─── Listing ───
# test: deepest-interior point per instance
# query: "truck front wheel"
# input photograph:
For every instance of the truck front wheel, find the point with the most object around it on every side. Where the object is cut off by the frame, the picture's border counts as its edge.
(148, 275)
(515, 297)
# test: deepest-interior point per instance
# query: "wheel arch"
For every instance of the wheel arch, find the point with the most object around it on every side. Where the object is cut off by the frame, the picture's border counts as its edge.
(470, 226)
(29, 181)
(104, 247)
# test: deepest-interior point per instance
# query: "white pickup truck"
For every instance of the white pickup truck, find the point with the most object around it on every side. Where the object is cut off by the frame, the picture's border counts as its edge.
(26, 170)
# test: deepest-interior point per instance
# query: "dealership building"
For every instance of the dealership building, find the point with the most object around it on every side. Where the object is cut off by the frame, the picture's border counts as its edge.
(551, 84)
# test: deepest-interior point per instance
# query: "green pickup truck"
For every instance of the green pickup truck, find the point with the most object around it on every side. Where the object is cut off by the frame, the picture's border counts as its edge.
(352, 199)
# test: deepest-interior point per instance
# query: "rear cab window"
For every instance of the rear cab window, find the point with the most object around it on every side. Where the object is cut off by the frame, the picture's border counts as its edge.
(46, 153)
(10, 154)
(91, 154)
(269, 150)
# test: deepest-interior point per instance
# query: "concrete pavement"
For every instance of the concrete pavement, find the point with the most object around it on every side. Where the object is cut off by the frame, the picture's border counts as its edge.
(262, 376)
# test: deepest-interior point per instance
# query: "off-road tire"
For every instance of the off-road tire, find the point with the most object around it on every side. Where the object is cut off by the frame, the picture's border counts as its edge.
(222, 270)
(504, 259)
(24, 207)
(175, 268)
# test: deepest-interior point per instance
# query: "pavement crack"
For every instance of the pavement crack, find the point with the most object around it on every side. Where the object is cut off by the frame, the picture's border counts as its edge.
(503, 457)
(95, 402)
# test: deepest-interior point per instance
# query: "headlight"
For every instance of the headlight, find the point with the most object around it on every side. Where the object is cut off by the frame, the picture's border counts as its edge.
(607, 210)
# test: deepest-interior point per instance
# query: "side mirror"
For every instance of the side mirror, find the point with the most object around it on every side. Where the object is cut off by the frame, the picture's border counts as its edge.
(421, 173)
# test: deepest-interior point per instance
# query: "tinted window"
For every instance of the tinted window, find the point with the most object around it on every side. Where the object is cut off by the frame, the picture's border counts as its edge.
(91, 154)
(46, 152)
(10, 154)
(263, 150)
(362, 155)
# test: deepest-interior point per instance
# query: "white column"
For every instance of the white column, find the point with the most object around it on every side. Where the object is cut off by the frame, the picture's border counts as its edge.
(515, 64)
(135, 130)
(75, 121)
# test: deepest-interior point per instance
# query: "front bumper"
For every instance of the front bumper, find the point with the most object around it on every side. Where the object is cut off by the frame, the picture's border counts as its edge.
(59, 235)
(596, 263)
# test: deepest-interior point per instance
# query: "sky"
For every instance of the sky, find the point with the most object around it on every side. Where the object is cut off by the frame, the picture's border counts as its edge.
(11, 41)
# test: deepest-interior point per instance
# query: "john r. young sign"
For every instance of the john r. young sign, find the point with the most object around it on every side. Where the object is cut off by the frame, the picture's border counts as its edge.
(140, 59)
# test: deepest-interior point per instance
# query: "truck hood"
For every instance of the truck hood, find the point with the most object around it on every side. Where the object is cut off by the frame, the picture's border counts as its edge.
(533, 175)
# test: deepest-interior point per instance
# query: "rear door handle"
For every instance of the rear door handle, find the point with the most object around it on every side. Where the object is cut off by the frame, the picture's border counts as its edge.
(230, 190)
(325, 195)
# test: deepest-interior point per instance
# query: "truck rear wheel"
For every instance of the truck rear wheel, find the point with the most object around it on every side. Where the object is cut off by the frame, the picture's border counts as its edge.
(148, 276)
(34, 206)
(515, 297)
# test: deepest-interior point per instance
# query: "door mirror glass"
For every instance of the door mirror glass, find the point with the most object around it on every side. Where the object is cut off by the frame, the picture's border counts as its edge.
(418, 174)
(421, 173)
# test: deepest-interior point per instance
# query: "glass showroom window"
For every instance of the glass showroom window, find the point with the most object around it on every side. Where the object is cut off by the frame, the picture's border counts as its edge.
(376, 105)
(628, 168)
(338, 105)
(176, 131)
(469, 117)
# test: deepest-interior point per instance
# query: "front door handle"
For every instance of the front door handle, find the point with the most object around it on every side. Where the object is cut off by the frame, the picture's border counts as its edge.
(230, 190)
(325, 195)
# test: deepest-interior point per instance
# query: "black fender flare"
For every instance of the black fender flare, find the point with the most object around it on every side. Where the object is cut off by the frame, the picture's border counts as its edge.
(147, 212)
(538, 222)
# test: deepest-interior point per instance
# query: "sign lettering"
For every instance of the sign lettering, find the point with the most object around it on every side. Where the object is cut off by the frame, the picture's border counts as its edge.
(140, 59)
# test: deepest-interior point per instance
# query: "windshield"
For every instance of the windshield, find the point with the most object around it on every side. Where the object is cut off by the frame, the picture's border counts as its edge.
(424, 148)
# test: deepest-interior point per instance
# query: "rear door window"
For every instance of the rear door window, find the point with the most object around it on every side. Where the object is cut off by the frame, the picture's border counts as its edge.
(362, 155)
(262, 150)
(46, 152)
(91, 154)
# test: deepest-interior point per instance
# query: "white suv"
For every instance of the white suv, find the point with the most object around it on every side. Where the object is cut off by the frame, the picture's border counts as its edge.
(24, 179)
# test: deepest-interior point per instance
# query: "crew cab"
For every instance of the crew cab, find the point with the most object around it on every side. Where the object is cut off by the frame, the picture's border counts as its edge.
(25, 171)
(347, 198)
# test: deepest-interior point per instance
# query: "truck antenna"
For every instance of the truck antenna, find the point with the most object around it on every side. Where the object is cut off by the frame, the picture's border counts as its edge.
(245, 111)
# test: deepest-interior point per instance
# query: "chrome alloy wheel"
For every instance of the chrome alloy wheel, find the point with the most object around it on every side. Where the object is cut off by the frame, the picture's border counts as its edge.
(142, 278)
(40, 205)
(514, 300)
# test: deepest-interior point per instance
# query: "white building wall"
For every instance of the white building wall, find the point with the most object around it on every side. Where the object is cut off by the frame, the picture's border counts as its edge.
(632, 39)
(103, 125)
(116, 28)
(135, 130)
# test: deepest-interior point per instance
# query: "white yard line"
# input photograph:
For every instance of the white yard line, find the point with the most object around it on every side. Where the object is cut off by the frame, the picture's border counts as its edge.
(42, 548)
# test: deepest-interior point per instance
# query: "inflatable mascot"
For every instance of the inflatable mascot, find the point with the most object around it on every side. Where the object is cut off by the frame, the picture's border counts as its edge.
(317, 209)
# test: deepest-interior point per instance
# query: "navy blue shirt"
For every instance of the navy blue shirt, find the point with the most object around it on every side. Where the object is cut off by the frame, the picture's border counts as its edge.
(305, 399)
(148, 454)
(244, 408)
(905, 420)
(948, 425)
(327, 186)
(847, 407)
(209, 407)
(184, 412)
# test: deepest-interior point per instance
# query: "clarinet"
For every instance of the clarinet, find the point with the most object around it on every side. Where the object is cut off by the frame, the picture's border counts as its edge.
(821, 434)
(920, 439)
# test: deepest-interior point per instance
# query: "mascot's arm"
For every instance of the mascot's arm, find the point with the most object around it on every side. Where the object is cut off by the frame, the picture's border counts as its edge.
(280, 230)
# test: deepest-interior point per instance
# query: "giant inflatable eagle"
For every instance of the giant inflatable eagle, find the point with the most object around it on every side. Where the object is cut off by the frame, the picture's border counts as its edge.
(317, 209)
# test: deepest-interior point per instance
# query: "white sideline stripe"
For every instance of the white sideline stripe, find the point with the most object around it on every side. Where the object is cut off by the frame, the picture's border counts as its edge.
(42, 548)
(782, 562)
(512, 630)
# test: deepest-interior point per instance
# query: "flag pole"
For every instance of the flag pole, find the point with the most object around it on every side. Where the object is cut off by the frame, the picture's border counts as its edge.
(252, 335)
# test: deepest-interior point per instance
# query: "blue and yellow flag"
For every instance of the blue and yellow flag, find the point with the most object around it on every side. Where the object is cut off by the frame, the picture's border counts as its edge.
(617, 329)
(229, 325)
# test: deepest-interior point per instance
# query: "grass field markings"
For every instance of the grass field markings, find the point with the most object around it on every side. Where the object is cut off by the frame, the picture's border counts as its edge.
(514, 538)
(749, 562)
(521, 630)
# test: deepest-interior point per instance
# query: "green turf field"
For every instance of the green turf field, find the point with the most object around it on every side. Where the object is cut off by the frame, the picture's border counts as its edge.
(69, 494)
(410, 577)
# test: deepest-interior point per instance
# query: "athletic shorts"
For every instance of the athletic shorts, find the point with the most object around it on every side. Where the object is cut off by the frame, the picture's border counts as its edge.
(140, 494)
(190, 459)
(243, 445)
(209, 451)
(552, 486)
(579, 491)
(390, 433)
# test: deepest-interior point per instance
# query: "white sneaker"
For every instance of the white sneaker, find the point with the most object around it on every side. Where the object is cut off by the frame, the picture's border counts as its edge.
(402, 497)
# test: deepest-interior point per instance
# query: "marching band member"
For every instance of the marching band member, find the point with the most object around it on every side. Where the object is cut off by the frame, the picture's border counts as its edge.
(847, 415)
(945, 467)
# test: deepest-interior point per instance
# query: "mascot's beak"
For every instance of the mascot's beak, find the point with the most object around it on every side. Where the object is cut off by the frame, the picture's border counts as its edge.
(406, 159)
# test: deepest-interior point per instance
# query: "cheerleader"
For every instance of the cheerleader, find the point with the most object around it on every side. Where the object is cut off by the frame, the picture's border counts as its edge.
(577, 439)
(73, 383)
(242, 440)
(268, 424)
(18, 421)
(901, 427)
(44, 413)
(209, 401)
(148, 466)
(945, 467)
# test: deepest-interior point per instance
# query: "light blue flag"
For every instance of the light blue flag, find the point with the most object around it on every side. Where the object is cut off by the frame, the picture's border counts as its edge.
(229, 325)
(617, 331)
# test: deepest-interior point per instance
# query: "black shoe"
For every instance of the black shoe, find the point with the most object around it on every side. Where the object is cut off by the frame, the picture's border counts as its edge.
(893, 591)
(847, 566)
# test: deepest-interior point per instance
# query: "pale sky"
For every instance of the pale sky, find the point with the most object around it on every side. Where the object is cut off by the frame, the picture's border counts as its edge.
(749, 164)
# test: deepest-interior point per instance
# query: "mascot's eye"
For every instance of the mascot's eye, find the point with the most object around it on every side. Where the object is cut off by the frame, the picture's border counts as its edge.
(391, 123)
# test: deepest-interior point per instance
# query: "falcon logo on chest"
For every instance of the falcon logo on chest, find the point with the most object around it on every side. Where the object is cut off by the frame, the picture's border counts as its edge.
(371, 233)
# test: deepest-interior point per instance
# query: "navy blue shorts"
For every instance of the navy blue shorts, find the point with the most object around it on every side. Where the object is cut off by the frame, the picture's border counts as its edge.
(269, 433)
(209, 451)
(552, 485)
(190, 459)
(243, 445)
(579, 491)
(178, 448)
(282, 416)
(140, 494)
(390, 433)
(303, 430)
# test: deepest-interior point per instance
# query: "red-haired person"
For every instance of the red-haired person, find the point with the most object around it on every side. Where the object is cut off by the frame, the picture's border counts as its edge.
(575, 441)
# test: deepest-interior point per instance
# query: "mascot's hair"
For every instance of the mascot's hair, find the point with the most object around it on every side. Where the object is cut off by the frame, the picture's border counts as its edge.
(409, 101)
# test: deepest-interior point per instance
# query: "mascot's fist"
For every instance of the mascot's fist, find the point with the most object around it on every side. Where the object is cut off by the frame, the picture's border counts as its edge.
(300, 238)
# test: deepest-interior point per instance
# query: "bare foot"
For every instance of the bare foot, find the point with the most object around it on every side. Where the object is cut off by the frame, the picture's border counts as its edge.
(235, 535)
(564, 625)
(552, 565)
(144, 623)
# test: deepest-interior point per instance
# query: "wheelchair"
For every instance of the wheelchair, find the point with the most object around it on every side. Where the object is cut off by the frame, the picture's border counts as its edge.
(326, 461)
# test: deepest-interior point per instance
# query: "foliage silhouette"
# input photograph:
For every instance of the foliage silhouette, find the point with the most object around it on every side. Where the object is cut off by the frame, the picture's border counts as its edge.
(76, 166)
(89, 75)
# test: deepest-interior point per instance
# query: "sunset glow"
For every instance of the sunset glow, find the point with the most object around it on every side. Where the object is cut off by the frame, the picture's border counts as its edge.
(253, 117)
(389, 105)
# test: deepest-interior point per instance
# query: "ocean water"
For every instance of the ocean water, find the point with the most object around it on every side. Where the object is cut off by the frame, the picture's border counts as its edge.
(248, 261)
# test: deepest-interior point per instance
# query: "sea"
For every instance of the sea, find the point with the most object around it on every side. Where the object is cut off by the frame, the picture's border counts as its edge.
───
Task requirements:
Which lines in the data above contain the string "band"? Copy each one, treating uppercase and lowercase as different.

Result below:
# query: "marching band member"
For every instance of the marching band member, find the point with the most object around it on every side. Where the object is cut off by the frame, the picture's border counts as its edge.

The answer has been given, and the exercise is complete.